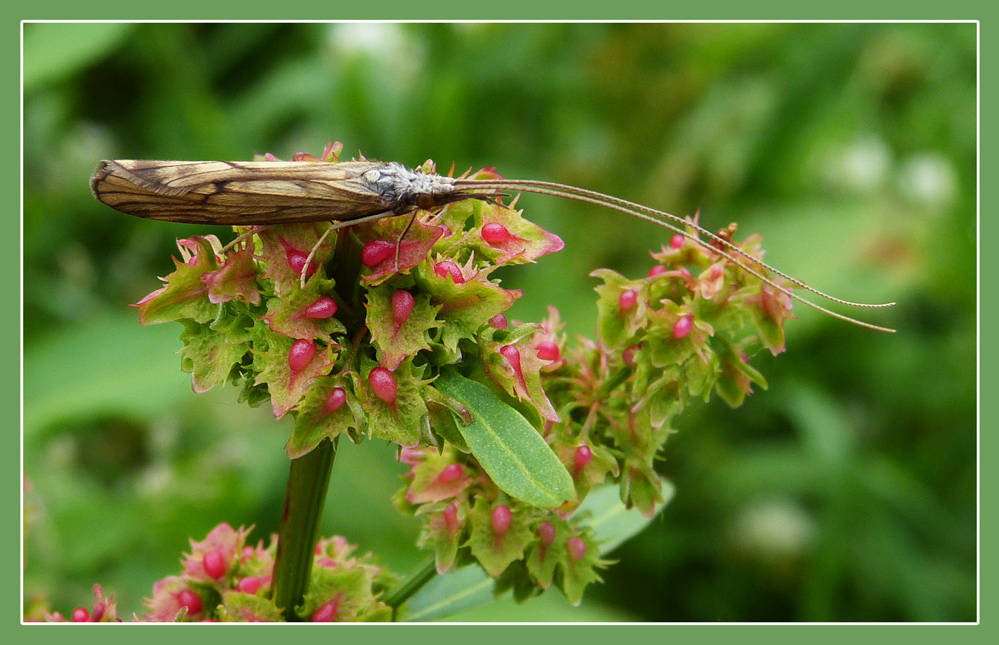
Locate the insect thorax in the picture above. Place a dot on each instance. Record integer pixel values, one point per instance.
(403, 188)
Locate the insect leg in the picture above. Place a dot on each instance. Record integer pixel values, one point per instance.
(398, 242)
(333, 227)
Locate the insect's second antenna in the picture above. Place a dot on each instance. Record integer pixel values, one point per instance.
(727, 249)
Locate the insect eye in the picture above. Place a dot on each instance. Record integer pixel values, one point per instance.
(425, 201)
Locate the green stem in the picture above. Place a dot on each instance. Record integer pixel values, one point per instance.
(413, 583)
(303, 508)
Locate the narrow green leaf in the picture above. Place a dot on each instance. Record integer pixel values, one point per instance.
(510, 450)
(469, 587)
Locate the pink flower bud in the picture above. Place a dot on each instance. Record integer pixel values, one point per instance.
(580, 458)
(546, 533)
(451, 522)
(335, 400)
(627, 300)
(629, 354)
(402, 306)
(682, 326)
(495, 233)
(320, 309)
(214, 564)
(512, 356)
(451, 473)
(448, 268)
(383, 383)
(301, 354)
(501, 519)
(327, 613)
(189, 599)
(548, 351)
(296, 260)
(376, 251)
(250, 585)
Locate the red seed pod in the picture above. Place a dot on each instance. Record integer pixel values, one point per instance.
(250, 585)
(383, 383)
(320, 309)
(301, 354)
(214, 564)
(548, 351)
(448, 268)
(335, 400)
(296, 260)
(495, 233)
(546, 533)
(501, 519)
(576, 547)
(402, 306)
(682, 326)
(377, 251)
(627, 300)
(189, 599)
(580, 458)
(327, 613)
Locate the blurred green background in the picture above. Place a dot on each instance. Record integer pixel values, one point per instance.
(846, 492)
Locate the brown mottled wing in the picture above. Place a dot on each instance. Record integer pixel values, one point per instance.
(238, 193)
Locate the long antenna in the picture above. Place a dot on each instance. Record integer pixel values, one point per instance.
(674, 223)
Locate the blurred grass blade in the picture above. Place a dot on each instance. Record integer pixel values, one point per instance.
(469, 587)
(510, 450)
(53, 51)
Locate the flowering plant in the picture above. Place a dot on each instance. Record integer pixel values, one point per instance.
(396, 330)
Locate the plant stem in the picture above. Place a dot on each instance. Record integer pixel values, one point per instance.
(421, 576)
(303, 508)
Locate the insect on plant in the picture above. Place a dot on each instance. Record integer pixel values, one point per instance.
(265, 193)
(506, 427)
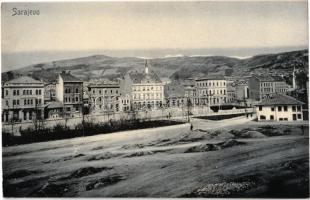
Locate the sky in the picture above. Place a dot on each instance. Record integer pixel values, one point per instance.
(74, 27)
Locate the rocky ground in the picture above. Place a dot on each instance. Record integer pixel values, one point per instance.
(231, 158)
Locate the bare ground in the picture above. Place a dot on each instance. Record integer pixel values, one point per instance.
(228, 159)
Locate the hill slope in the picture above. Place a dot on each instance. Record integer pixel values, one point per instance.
(101, 66)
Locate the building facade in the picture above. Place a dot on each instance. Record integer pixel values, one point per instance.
(279, 107)
(69, 91)
(146, 90)
(211, 90)
(22, 100)
(262, 87)
(104, 96)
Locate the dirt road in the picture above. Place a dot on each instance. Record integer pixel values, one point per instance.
(211, 162)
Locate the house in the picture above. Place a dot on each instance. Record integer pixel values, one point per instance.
(211, 90)
(69, 92)
(54, 110)
(279, 107)
(22, 100)
(104, 96)
(146, 90)
(261, 87)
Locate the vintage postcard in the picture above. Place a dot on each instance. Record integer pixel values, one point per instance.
(177, 99)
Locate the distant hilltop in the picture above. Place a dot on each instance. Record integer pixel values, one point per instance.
(168, 68)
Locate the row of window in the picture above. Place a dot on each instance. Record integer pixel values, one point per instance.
(100, 91)
(68, 99)
(212, 92)
(68, 90)
(211, 83)
(24, 92)
(146, 88)
(147, 96)
(285, 108)
(16, 102)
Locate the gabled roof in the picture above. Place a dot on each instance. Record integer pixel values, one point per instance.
(265, 78)
(279, 99)
(144, 78)
(25, 80)
(212, 77)
(54, 104)
(67, 77)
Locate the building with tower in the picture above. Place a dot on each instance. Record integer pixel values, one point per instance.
(146, 90)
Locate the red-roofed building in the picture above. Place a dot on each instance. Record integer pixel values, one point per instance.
(22, 99)
(279, 107)
(146, 90)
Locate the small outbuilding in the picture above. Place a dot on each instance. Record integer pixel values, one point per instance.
(279, 107)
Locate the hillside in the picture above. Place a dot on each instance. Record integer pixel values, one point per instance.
(101, 66)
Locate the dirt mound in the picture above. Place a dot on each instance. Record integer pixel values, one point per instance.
(221, 189)
(21, 174)
(52, 190)
(105, 156)
(214, 147)
(229, 143)
(103, 182)
(254, 134)
(87, 171)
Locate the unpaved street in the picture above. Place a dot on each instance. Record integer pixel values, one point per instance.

----

WHAT IS NEEDED> Pictures stay out; the records above are otherwise reproduced exactly.

FINISHED TASK>
Locate the insect thorax in the picture above. Place a dot on each instance. Record integer pixel values, one point per instance.
(403, 188)
Locate the insect leg in the picture above. Place a dot on each instance. Record integer pixel values, one point per instance.
(398, 242)
(333, 227)
Locate the insect's second antenna in the picture above. Place a dot on each instance. Record integer pixel values, one point per instance.
(727, 249)
Locate the insect eye in the picture above. Place a dot on each instance. Record integer pixel values, one point per instance.
(425, 201)
Locate the green stem in the picture above. Place a dot on each instance. Record integer pixel values, one point per instance.
(413, 583)
(303, 508)
Locate the narrow green leaf in the picture above. Place a dot on each instance. Record integer pixel values, one point per instance.
(510, 450)
(469, 587)
Locate the pink flower bud in the picture above. Place a dot on each instance. Record integer pixel values, one point per instance.
(580, 458)
(546, 533)
(451, 522)
(335, 400)
(627, 300)
(629, 354)
(402, 306)
(682, 326)
(495, 233)
(320, 309)
(214, 564)
(512, 356)
(451, 473)
(448, 268)
(383, 383)
(301, 354)
(501, 519)
(327, 613)
(189, 599)
(548, 351)
(296, 260)
(376, 251)
(250, 585)
Locate the red seed pod in the picture above. Place a dot on each instance. Record integer pixel values, one point per instance.
(250, 585)
(383, 383)
(320, 309)
(301, 354)
(214, 564)
(548, 351)
(448, 268)
(335, 400)
(296, 260)
(495, 233)
(546, 533)
(501, 519)
(576, 547)
(402, 306)
(682, 326)
(377, 251)
(627, 300)
(189, 599)
(580, 458)
(327, 613)
Locate the blurred green background in the picture above. Place a dot on each instance. Record integer pixel values, one point per instance.
(846, 492)
Locate the brown mottled wing in the picture above. Place a dot on each instance. Record integer pixel values, one point per instance.
(238, 193)
Locate the long antenna in the picture above. Place a dot on each instance. Record integer pixel values, one point per instance.
(674, 223)
Locate the blurred grass blade in the picture above. Place a dot on each instance. Record integer pixel values, one point per instance.
(469, 587)
(510, 450)
(53, 51)
Locate the flowering plant in the picture above. Place a dot on each instance. Record integer pixel values, one point per instance.
(396, 330)
Locate the plant stem in the picture above. Place a dot on each instance. Record integer pixel values, one point per instance.
(421, 576)
(303, 508)
Locate the insect on plant in the picture above. Place a dot on each instance. Record integer pixel values, one point per instance.
(265, 193)
(506, 427)
Locate the sky in the picture above. Place a dot on each instance. Record integer pixel values, one point per instance.
(74, 27)
Locate the rocky ground in the picture above. Place a dot on each instance. Record integer pixel values, one point per instance.
(231, 158)
Locate the bare ground in the picture above. Place a dot on each instance. Record integer pixel values, one point per instance.
(228, 159)
Locate the hill slope in the picture above. Place a dot on each instance. Record integer pixel values, one point per instance.
(101, 66)
Locate the building facade in the picture above. Place a dot on each instance. Record integer pixel values, one point per instance.
(279, 107)
(69, 91)
(146, 90)
(211, 90)
(22, 100)
(262, 87)
(104, 96)
Locate the dirt road in the picture above. Place a dot on each instance. Record integer pixel values, one point per instance.
(211, 162)
Locate the house in the picture above. Place a dot on each instance. Record integer pixel values, one point per instance.
(211, 90)
(69, 92)
(54, 110)
(279, 107)
(22, 100)
(104, 96)
(146, 90)
(261, 87)
Locate the vintage postcard in the picture above. Place a dot on each instance. Record integer pixel values, one point per instance.
(177, 99)
Locate the distant hilltop in the picture above. Place a dot on each instance. Record integer pixel values, one point per instance.
(168, 68)
Locate the row of window in the picture above. Place a dot on each instance. Record integer pixel values, one point per instance.
(100, 91)
(68, 99)
(212, 92)
(68, 90)
(211, 83)
(24, 92)
(146, 88)
(147, 96)
(285, 108)
(16, 102)
Locate the gabled roof in the picture above. Place a dot on each instance. Record integer pixel values, one point per instance.
(265, 78)
(279, 99)
(144, 78)
(25, 80)
(212, 77)
(54, 104)
(67, 77)
Locate the building with tower in the picture above. Place a dot on each instance. Record integer pixel values, one point per instance.
(146, 90)
Locate the red-roofed building in the picture above. Place a dot on each instance. Record integer pixel values, one point per instance.
(22, 99)
(279, 107)
(146, 90)
Locate the small outbuilding in the picture above. Place a dot on each instance. Record integer pixel values, one point per instance.
(279, 107)
Locate the hillside in the picture above. Place a dot on each instance. Record integer pixel values, one point per instance.
(101, 66)
Locate the dirt mound in the picture above. Place a dot on each instance. Record integer pixel values, one point per instance.
(221, 189)
(21, 174)
(52, 190)
(105, 156)
(214, 147)
(229, 143)
(103, 182)
(254, 134)
(87, 171)
Locate the unpaved street in the picture above. Place a dot on each instance. Record integer pixel values, one point per instance.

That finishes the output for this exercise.